[Requirements] Restate each of the lines given below, word for word.
== == ==
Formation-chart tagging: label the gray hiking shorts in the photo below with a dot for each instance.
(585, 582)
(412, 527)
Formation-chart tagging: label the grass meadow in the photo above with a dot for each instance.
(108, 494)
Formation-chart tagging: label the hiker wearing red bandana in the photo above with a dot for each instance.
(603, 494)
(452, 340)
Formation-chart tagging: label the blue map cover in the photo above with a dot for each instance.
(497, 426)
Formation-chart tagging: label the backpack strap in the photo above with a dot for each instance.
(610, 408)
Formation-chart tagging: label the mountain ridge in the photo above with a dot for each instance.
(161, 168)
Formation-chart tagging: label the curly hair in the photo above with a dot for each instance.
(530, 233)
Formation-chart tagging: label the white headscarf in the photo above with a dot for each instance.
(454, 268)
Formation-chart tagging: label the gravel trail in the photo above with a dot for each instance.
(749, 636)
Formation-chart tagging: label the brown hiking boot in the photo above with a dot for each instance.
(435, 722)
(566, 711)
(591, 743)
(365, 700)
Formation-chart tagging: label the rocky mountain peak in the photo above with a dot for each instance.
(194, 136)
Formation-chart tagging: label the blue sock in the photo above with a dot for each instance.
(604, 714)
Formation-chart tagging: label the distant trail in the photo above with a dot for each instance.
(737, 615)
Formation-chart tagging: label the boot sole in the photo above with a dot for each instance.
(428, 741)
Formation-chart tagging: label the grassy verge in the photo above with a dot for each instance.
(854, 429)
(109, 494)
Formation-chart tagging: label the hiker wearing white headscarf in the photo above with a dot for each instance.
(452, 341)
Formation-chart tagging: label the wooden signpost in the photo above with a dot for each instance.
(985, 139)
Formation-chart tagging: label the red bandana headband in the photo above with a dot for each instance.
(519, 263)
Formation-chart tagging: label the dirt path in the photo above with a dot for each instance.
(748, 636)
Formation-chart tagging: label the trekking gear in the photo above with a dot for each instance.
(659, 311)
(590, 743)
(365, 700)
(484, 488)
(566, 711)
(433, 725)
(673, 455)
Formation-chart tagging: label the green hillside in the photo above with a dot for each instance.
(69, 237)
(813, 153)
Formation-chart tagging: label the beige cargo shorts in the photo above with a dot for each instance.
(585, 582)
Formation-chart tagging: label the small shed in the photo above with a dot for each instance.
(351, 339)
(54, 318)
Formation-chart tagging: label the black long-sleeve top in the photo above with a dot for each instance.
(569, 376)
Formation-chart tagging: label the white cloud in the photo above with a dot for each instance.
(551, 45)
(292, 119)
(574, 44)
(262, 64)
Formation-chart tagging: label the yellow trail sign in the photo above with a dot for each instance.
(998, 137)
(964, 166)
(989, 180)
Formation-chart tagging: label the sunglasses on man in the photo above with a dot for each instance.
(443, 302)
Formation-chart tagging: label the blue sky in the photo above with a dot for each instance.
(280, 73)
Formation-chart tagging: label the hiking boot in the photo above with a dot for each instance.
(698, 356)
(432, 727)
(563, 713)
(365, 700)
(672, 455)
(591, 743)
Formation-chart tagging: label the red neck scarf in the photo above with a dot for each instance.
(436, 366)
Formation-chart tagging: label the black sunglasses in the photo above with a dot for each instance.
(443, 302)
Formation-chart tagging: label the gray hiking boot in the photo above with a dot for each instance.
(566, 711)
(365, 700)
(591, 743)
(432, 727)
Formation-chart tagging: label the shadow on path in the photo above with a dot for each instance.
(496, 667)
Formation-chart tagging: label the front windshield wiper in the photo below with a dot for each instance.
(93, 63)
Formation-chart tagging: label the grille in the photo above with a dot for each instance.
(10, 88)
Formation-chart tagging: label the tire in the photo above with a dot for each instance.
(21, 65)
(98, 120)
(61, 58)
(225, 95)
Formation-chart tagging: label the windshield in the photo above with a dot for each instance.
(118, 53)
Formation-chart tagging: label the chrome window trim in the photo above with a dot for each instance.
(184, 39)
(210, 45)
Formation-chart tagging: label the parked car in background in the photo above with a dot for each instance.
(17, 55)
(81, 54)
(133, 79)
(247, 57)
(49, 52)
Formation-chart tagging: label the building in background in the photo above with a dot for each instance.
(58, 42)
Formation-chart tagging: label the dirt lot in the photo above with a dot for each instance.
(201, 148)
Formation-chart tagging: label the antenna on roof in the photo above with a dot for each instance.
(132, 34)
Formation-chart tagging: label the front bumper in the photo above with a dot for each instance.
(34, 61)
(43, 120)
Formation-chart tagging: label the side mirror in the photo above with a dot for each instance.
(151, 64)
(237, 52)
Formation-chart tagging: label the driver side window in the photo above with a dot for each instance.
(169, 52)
== == ==
[Written answer]
Formation-chart tagging: label the gray hiking shorts in the photo below with a dot for each instance.
(585, 582)
(412, 527)
Formation-chart tagging: label the grass meadow in the photo above with a dot for each instance.
(108, 494)
Formation-chart tagging: label the hiker wearing red bandana in the photo above with a dot for each instance.
(603, 494)
(452, 340)
Formation-chart tagging: label the blue map cover in the photo above with a dot for each instance.
(497, 426)
Formation-chart tagging: label the backpack strap in the photo above with a dot for each instance.
(610, 408)
Formation-chart tagging: label the mountain ridge in the photo above with a dot for each instance.
(161, 168)
Formation-chart tagging: label the curly hair in the photo above with a dot for each instance.
(530, 233)
Formation-chart tagging: label the white headscarf in the photo above with a dot for each instance.
(454, 268)
Formation-chart tagging: label the gravel trail in the photo above with a dot for each instance.
(749, 636)
Formation-chart tagging: label the brown hiking boot in the photo above with a dot for each instance.
(435, 722)
(566, 711)
(591, 743)
(365, 700)
Formation-chart tagging: label the rocky mountain peak in the photo above with a dot for each instance.
(194, 136)
Formation-chart tagging: label the blue sock in the photo above with a dot for each instance.
(604, 714)
Formation-chart tagging: label the distant trail in the photo above with a dot for each instance.
(737, 615)
Formation-chart tagging: label the boot sole in the photo above with a dot for each instance.
(428, 741)
Formation-chart tagging: label the grassy verge in the photo above with a dot for each instance.
(854, 429)
(109, 494)
Formation-chart tagging: label the hiker wearing white headscarf in the photo above with a dot for each instance.
(452, 341)
Formation-chart tagging: label the wooden signpost in the photo above with a dot for each instance.
(985, 139)
Formation-chart tagging: label the red bandana headband in the photo above with a dot for each instance.
(519, 263)
Formation-chart tagging: label the dirt path in the photo above with a dot for each instance.
(748, 636)
Formation-chart tagging: label the trekking gear in the photo above with a dot for each instance.
(659, 311)
(590, 743)
(365, 700)
(484, 488)
(566, 711)
(433, 725)
(673, 455)
Formation-chart tagging: label the green hillside in the photo above with a dot for each instance.
(69, 237)
(813, 153)
Formation-chart tagging: label the beige cargo shorts in the photo above with a dot for each instance.
(585, 582)
Formation-chart tagging: label the small shed in the photo above with a dot for each instance.
(351, 339)
(54, 318)
Formation-chart tagging: label the black long-sleeve top in the photo above with a dot for each instance.
(569, 376)
Formation-chart tagging: label the white cloud in the photo above with a dot for each instance.
(551, 45)
(292, 119)
(574, 44)
(262, 64)
Formation-chart tagging: label the yellow trail sign in the photo above with a dot for each instance.
(998, 137)
(964, 166)
(989, 180)
Formation-chart tagging: label the sunglasses on man in the photo above with a dot for each instance.
(443, 302)
Formation-chart tagging: label the blue sky in the photo above with a dot for each instance.
(280, 73)
Formation-chart tagging: label the hiking boot in the photo above with a dot for each instance.
(698, 356)
(432, 727)
(563, 713)
(365, 700)
(672, 455)
(591, 743)
Formation-chart tagging: label the red neck scarf in the photo above with a dot for each instance.
(436, 366)
Formation-chart tagging: label the black sunglasses in the photo above with a dot for each instance.
(443, 302)
Formation-chart tagging: label the gray hiking boot in the photo above with a dot for each instance.
(566, 711)
(365, 700)
(591, 743)
(432, 727)
Formation-chart tagging: label the shadow on path in the photo above with a dot for each instance.
(496, 667)
Formation-chart tagging: label the front windshield wiper in the photo below with a dot for each instance.
(93, 63)
Formation-chart tagging: label the grille in the photo above with a dot for each instance.
(10, 88)
Formation-chart tagging: label the tire in the photo above with a dot for each instance.
(21, 65)
(98, 120)
(61, 58)
(225, 95)
Formation-chart tagging: label the windshield in the photo above with a dot for each instance.
(118, 53)
Formation-chart tagging: label the chrome window trim in the photo above with a dot for each instance.
(184, 39)
(210, 45)
Formation-chart tagging: label the parked car in background in the photo above with a dot for each instance.
(17, 55)
(81, 54)
(133, 79)
(247, 57)
(49, 52)
Formation-chart tagging: label the building in background in the photo above with a dot for each instance.
(58, 42)
Formation-chart tagging: label the dirt lot in the photo above with a dot for each instance.
(201, 148)
Formation-chart tagging: label the antenna on roof in the photo above with a dot for each instance.
(132, 34)
Formation-chart tagging: label the front bumper in the photo above with a dot for each instance.
(34, 61)
(43, 120)
Formation-chart tagging: label the side mirror in the photo above with a dot for each instance.
(151, 64)
(237, 52)
Formation-chart tagging: label the driver side window in the photo above with a dot for each instance.
(169, 52)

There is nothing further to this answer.